> [WHAT THE TASK REQUIRES]
Your response should reproduce every line of the entries that contains the word "below".
DATA FOR ANALYSIS Block Start
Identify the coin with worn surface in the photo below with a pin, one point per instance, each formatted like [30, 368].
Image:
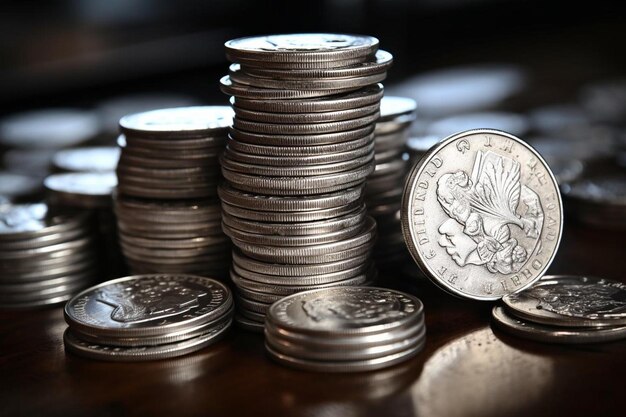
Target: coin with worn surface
[179, 122]
[571, 301]
[482, 214]
[353, 99]
[87, 159]
[554, 334]
[301, 47]
[382, 62]
[142, 353]
[345, 311]
[147, 305]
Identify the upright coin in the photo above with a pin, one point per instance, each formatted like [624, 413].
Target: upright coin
[572, 301]
[482, 214]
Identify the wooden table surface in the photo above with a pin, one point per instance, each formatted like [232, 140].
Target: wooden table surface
[466, 368]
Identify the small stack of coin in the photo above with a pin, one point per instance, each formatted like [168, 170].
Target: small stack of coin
[566, 309]
[167, 207]
[346, 329]
[383, 192]
[147, 317]
[299, 152]
[90, 192]
[598, 201]
[45, 258]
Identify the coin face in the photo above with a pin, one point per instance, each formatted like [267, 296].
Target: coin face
[572, 301]
[300, 46]
[146, 305]
[180, 120]
[482, 214]
[345, 310]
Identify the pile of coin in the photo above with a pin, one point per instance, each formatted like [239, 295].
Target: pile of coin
[598, 201]
[346, 329]
[147, 317]
[383, 191]
[299, 152]
[45, 257]
[566, 309]
[167, 207]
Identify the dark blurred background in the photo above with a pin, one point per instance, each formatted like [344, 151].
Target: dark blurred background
[79, 52]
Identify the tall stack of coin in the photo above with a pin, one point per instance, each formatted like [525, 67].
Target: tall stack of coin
[147, 317]
[566, 309]
[383, 192]
[45, 258]
[167, 207]
[345, 329]
[299, 152]
[91, 192]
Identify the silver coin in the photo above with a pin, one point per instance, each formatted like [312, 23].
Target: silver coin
[237, 75]
[382, 62]
[230, 87]
[238, 198]
[305, 128]
[345, 311]
[147, 305]
[301, 47]
[327, 278]
[482, 214]
[308, 228]
[285, 290]
[82, 189]
[142, 353]
[178, 122]
[99, 159]
[287, 270]
[354, 99]
[393, 106]
[272, 240]
[248, 324]
[345, 366]
[552, 334]
[299, 185]
[296, 254]
[301, 170]
[571, 301]
[355, 353]
[300, 118]
[157, 340]
[300, 145]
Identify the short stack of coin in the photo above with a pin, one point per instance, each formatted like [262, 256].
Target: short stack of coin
[299, 152]
[345, 329]
[565, 309]
[383, 192]
[598, 201]
[147, 317]
[167, 207]
[45, 258]
[90, 192]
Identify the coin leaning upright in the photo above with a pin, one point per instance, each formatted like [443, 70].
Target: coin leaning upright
[482, 214]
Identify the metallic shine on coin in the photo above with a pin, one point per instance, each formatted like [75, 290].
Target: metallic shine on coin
[482, 214]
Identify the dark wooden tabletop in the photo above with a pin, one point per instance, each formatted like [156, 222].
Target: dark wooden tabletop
[466, 368]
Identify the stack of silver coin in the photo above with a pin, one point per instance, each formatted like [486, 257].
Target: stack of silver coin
[167, 207]
[147, 317]
[299, 152]
[91, 193]
[566, 309]
[383, 192]
[598, 201]
[345, 329]
[45, 258]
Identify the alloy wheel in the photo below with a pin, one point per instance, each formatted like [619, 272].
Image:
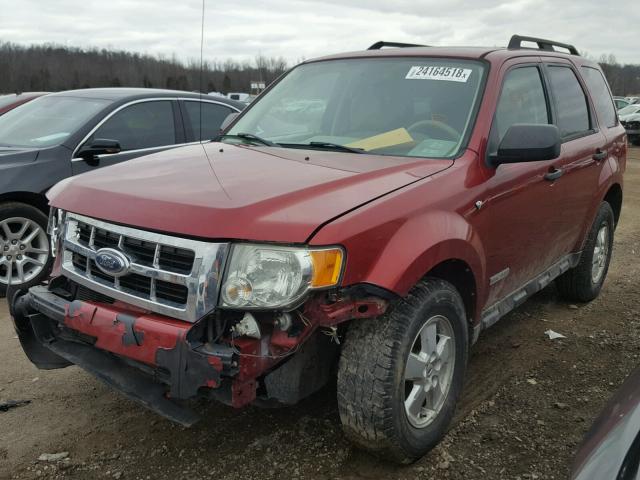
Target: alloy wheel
[429, 371]
[24, 250]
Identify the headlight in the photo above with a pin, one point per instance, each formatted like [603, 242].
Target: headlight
[270, 276]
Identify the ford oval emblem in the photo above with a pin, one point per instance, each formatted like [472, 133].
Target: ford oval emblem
[112, 262]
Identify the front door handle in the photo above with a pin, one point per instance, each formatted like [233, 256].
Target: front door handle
[554, 174]
[599, 155]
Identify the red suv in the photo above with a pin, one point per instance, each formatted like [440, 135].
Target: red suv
[371, 213]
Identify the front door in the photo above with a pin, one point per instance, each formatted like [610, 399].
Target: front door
[523, 204]
[141, 128]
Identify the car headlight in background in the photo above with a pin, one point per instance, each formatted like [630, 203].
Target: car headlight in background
[271, 276]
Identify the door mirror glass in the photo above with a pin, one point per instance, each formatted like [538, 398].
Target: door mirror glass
[528, 143]
[98, 146]
[228, 121]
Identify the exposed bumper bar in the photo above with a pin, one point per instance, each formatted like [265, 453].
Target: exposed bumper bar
[146, 357]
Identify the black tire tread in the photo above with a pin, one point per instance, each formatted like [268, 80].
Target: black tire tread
[576, 284]
[366, 371]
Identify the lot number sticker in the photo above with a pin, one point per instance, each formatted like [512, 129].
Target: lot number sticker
[450, 74]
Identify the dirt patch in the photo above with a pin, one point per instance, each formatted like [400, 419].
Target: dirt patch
[527, 403]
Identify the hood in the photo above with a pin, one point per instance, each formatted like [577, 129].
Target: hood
[14, 155]
[612, 435]
[221, 191]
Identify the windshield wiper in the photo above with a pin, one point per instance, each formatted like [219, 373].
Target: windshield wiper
[324, 146]
[248, 136]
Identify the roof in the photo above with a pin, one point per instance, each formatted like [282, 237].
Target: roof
[472, 53]
[460, 52]
[126, 94]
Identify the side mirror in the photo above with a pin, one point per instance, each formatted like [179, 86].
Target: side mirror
[528, 143]
[228, 121]
[99, 146]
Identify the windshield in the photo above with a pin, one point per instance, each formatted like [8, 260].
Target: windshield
[628, 110]
[46, 121]
[414, 107]
[7, 99]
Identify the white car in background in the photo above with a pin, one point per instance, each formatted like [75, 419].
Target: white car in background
[630, 120]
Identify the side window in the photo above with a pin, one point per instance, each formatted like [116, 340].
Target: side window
[212, 117]
[601, 96]
[141, 125]
[571, 102]
[522, 100]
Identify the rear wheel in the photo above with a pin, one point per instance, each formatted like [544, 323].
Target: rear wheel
[400, 375]
[24, 246]
[584, 282]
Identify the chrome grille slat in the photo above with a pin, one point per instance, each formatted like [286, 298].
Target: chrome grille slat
[188, 291]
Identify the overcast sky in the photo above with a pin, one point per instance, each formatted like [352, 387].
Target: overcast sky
[304, 29]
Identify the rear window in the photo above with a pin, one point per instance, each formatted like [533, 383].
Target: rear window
[571, 103]
[600, 95]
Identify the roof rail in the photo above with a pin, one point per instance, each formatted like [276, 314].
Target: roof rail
[379, 45]
[516, 44]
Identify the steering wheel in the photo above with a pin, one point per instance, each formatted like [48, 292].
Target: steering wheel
[450, 132]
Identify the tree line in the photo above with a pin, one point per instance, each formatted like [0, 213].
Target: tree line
[623, 79]
[53, 68]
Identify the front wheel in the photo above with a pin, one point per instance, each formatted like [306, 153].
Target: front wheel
[584, 282]
[24, 246]
[400, 375]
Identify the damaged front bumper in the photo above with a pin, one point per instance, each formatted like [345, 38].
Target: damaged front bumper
[147, 357]
[159, 361]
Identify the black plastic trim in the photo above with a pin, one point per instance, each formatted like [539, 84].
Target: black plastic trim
[499, 309]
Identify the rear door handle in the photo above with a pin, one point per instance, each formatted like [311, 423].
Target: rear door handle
[599, 155]
[554, 174]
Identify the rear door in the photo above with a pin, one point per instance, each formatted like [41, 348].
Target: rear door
[141, 127]
[584, 150]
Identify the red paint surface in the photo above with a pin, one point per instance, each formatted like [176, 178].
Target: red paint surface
[100, 321]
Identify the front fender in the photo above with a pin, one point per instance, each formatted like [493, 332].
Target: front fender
[396, 254]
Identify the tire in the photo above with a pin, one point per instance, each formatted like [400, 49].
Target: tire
[581, 284]
[26, 253]
[372, 375]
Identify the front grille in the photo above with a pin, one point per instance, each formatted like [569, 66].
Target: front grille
[166, 274]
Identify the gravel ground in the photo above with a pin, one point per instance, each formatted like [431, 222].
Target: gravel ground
[527, 403]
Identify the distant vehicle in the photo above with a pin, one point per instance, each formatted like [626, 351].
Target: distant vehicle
[11, 101]
[621, 103]
[611, 448]
[67, 133]
[630, 120]
[241, 97]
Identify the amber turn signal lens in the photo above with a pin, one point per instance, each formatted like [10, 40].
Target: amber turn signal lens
[327, 265]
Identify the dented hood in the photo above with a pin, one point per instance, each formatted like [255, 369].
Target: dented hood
[221, 191]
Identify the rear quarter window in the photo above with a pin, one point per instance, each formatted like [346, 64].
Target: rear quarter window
[601, 96]
[571, 103]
DATA FOR ANALYSIS Block End
> [EXPECTED ANSWER]
Identify the coin with worn surface in the photo below with a pin, one point per instance, each formatted like [30, 368].
Identify the alloy wheel in the photo below with a pin, one point per instance, each formatted like [619, 272].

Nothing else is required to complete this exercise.